Goal: Retype the lines below word for word, starting at the line containing "the snake head" and ending at the line containing "of the coiled".

Data:
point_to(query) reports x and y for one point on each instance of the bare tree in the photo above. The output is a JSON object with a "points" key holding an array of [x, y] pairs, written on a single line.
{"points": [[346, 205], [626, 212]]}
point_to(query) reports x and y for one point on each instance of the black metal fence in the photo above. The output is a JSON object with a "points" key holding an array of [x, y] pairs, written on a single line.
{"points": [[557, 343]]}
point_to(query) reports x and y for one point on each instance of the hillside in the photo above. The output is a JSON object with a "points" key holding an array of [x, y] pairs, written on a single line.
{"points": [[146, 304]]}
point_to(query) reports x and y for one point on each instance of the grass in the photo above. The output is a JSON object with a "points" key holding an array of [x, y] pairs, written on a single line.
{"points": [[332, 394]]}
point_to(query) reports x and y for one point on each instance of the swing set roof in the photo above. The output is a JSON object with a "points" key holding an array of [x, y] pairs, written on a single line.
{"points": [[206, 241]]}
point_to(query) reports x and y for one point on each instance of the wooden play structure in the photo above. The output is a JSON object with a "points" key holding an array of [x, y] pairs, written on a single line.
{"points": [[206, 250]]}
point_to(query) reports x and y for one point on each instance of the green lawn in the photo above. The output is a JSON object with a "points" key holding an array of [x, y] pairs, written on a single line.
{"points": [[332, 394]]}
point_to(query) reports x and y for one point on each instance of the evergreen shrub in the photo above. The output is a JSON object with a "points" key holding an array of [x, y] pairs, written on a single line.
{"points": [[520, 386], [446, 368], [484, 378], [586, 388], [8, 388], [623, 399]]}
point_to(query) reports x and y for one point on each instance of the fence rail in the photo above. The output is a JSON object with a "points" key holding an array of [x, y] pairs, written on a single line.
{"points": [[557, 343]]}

==

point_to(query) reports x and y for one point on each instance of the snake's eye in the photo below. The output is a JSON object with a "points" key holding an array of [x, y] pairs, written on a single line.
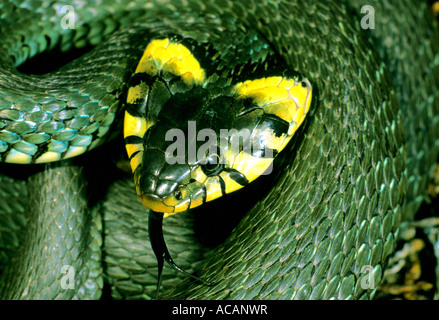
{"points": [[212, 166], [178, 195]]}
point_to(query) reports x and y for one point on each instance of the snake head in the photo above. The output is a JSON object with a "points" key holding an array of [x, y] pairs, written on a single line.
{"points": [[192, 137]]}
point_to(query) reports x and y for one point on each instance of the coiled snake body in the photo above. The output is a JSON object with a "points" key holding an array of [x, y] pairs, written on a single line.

* * *

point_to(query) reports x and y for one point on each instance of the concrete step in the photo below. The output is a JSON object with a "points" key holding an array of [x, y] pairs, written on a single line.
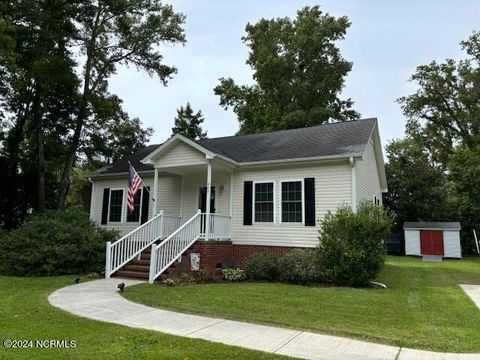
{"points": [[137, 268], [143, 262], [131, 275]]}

Answer to this task:
point_to(query) reports x and y for one point on each instance of the snake head in the photo above. The output is a JSON object with a "points" key holding an array of [x, y] pairs, written on a single line.
{"points": [[192, 137]]}
point_to(query) reports x and y for one point on each instance of the coiled snake body in the photo above. The output is a JSON object with a "points" key holding an array of [x, y] pairs, written on a single line.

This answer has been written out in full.